▸ Data items:
>>>
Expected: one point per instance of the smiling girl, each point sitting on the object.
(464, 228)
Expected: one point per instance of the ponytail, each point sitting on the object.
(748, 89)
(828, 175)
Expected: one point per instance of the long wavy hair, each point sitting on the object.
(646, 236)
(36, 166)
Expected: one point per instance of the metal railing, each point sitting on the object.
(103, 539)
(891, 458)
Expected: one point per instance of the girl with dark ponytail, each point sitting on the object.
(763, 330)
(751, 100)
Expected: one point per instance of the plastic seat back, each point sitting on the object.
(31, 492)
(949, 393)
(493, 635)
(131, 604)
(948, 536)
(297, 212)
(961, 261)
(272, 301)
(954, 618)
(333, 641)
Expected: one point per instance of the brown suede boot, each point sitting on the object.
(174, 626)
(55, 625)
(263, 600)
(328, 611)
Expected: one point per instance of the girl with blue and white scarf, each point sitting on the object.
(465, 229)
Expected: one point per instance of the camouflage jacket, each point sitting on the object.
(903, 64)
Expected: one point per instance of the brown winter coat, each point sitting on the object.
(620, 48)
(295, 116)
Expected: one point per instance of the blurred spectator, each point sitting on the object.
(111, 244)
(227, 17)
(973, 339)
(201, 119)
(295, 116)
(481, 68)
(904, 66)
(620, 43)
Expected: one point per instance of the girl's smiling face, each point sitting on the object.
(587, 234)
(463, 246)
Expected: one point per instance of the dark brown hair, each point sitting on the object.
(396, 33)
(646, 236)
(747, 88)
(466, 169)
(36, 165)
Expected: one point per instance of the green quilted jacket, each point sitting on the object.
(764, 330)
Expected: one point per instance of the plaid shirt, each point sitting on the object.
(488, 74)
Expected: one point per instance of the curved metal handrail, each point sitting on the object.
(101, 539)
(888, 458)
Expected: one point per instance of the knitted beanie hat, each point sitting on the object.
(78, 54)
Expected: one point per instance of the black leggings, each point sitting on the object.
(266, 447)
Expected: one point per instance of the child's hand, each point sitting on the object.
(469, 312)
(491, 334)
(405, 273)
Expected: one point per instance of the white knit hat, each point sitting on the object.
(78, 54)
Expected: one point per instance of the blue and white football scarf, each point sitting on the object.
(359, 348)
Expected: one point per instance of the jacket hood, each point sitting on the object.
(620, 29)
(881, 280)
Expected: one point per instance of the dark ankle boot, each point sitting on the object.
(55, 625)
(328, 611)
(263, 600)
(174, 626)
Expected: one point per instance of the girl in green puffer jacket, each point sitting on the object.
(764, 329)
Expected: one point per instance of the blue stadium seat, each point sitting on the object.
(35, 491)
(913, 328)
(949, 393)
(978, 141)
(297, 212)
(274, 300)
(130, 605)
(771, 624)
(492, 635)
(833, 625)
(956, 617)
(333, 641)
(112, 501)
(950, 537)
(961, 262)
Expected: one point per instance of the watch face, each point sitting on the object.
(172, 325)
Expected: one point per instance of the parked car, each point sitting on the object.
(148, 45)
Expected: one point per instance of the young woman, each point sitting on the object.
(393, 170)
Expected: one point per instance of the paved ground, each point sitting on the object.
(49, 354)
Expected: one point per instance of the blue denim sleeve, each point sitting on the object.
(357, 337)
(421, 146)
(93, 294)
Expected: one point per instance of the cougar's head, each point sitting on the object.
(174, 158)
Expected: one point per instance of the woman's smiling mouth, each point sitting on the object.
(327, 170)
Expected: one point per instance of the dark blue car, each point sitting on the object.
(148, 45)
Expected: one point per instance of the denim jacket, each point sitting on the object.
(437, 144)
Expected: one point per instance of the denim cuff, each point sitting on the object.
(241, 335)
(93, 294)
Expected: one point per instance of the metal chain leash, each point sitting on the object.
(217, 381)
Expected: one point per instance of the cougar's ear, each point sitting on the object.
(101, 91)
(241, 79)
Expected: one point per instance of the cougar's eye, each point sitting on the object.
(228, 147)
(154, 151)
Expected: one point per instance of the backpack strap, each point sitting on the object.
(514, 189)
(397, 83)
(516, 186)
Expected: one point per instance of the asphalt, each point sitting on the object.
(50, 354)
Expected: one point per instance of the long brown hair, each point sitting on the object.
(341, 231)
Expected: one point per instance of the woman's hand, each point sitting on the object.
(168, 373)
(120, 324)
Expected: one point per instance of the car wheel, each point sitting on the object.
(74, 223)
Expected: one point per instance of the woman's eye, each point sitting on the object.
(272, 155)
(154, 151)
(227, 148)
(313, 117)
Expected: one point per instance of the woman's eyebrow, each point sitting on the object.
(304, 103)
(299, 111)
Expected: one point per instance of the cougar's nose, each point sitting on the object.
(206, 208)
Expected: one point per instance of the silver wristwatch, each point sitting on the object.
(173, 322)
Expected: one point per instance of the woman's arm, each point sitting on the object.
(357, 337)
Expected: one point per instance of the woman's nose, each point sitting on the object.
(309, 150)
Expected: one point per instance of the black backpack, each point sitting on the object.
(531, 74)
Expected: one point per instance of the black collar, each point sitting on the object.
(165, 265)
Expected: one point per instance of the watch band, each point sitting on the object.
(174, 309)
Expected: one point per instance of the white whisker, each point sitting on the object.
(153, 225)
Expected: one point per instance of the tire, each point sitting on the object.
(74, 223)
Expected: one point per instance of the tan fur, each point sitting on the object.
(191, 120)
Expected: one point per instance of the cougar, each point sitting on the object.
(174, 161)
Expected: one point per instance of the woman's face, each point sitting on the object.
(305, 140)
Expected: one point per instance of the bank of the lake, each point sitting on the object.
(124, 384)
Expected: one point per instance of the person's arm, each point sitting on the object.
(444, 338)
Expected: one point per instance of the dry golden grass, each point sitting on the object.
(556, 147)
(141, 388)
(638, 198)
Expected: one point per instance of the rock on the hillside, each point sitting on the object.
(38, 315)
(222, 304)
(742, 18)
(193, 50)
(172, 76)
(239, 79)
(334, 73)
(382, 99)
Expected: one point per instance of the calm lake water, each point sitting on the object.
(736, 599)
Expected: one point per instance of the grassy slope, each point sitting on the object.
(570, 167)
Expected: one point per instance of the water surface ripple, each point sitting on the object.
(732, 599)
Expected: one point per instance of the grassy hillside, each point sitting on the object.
<<<
▸ STATED PROBLEM:
Rewrite the whole listing, changing each "sitting on" to "placed on" and keeping everything else the same.

▸ PROBLEM SOLUTION:
Expected: one point per instance of the smiling girl, each point placed on the object.
(464, 228)
Expected: one point per instance of the ponytail, each point placed on the object.
(748, 89)
(828, 175)
Expected: one point per instance of the long wavy hair, each point placed on the object.
(646, 236)
(36, 166)
Expected: one point per instance of the metal railing, each point placed on the object.
(103, 539)
(891, 458)
Expected: one point per instance of the girl with dark ponytail, each point placed on the object.
(763, 330)
(751, 100)
Expected: one point per instance of the plastic seat back, each point placed on the object.
(31, 492)
(949, 393)
(493, 635)
(131, 604)
(948, 536)
(297, 212)
(961, 261)
(272, 301)
(954, 618)
(333, 641)
Expected: one point per instance of the brown suede boot, each point placed on the object.
(174, 626)
(55, 625)
(263, 600)
(328, 611)
Expected: one point per instance of the girl with blue and white scarf, each point placed on the object.
(465, 229)
Expected: one point per instance of the camouflage jacket, each point placed on the object.
(903, 64)
Expected: one point per instance of the brown winter coat, each point placed on the object.
(620, 48)
(295, 116)
Expected: one point per instance of the blurred spectator, each point placed on the object.
(111, 244)
(227, 17)
(973, 339)
(201, 119)
(295, 116)
(481, 68)
(904, 66)
(620, 43)
Expected: one point per instance of the girl's smiling face, each point placed on the object.
(587, 234)
(463, 246)
Expected: one point per instance of the dark brown hair, each point placed on the object.
(396, 33)
(646, 236)
(747, 88)
(466, 169)
(36, 165)
Expected: one point per instance of the green quilted jacket, each point placed on the object.
(764, 330)
Expected: one point per instance of the plaid shirt, each point placed on the object.
(488, 74)
Expected: one point per instance of the curved metal handrail, each point placed on the object.
(101, 539)
(888, 458)
Expected: one point per instance of the knitted beanie hat, each point placed on the object.
(78, 54)
Expected: one point per instance of the black leggings, each point placed on the object.
(266, 447)
Expected: one point per instance of the child's hand, each point placed on the object.
(469, 312)
(491, 334)
(405, 273)
Expected: one point per instance of the white knit hat, each point placed on the object.
(78, 54)
Expected: one point per instance of the blue and white football scarf, each point placed on the object.
(359, 348)
Expected: one point per instance of the jacket hood, each point placed on the object.
(620, 29)
(881, 280)
Expected: one point per instance of the dark ankle boot, each point placed on the object.
(55, 625)
(328, 611)
(263, 600)
(174, 626)
Expected: one point per instance of the girl in green puffer jacket, each point placed on the object.
(764, 329)
Expected: one point per instance of the blue stadium seat, each point placed on the object.
(35, 491)
(913, 328)
(949, 393)
(978, 141)
(297, 212)
(274, 300)
(130, 605)
(771, 624)
(492, 635)
(833, 625)
(956, 617)
(333, 641)
(112, 501)
(950, 537)
(961, 262)
Expected: one point per instance of the watch face, each point placed on the object.
(172, 325)
Expected: one point per instance of the parked car, each point placed on the object.
(148, 45)
Expected: one point per instance of the young woman, each point placed on the object.
(393, 170)
Expected: one point per instance of the paved ground, each point placed on the object.
(49, 354)
Expected: one point per instance of the blue denim sleeve, each point placed on the object.
(357, 337)
(421, 146)
(93, 294)
Expected: one point per instance of the cougar's head, each point placed on the object.
(174, 158)
Expected: one point per instance of the woman's smiling mouth, each point placed on the object.
(327, 170)
Expected: one point per instance of the dark blue car, each point placed on the object.
(148, 45)
Expected: one point per instance of the denim jacket, each point placed on the object.
(437, 144)
Expected: one point per instance of the denim cuff, each point placed on the object.
(241, 335)
(93, 294)
Expected: one point per instance of the metal chain leash, each point placed on the object.
(217, 381)
Expected: one point per instance of the cougar's ear, each point placed on the object.
(101, 91)
(241, 79)
Expected: one point per instance of the cougar's eye, each point placed on the object.
(228, 147)
(154, 151)
Expected: one point per instance of the backpack strap, each point placed on the object.
(514, 189)
(397, 83)
(516, 186)
Expected: one point per instance of the asphalt, each point placed on the object.
(50, 354)
Expected: one point per instance of the long brown hair, each point placed on the object.
(341, 231)
Expected: one point per instance of the woman's hand, each point placed on the object.
(168, 373)
(120, 324)
Expected: one point per instance of the car wheel, each point placed on the object.
(74, 223)
Expected: one point per instance of the woman's eye, each point placed on the object.
(272, 155)
(154, 151)
(227, 148)
(313, 117)
Expected: one point per instance of the woman's eyebrow, each point placed on the object.
(304, 103)
(299, 111)
Expected: one point per instance of the cougar's nose, each point placed on the object.
(206, 208)
Expected: one point per instance of the silver wristwatch, each point placed on the object.
(173, 322)
Expected: one point per instance of the woman's arm, each point placed on the object.
(357, 337)
Expected: one point per instance of the woman's nose, each point placed on the object.
(309, 150)
Expected: one point per instance of the black backpack, each point placed on the object.
(531, 74)
Expected: one point per instance of the black collar, each point placed on the object.
(165, 265)
Expected: one point per instance of the watch band, each point placed on the object.
(174, 309)
Expected: one point per instance of the white whisker, each point placed on the object.
(153, 225)
Expected: one point per instance of the tire, each point placed on the object.
(74, 223)
Expected: one point per instance of the tan fur, each point placed on the object.
(191, 120)
Expected: one point per instance of the cougar, each point placed on the object.
(174, 161)
Expected: one point per instance of the woman's face, each point placed on the object.
(305, 140)
Expected: one point per instance of the bank of the lake, each point placed on the object.
(124, 384)
Expected: one point per instance of the person's arm, each point placed on the object.
(444, 338)
Expected: one point per instance of the dry golden grass, each point placed on the object.
(556, 147)
(141, 388)
(638, 198)
Expected: one point per instance of the rock on the hillside, each point placed on the object.
(38, 315)
(222, 304)
(742, 18)
(193, 50)
(172, 76)
(239, 79)
(334, 73)
(382, 99)
Expected: one point per instance of the calm lake water, each point placed on the object.
(736, 599)
Expected: one point per instance of the grassy slope, each point placed on the object.
(570, 167)
Expected: one point per instance of the water surface ripple, each point placed on the object.
(732, 599)
Expected: one point per instance of the grassy hillside, each point placed on the object.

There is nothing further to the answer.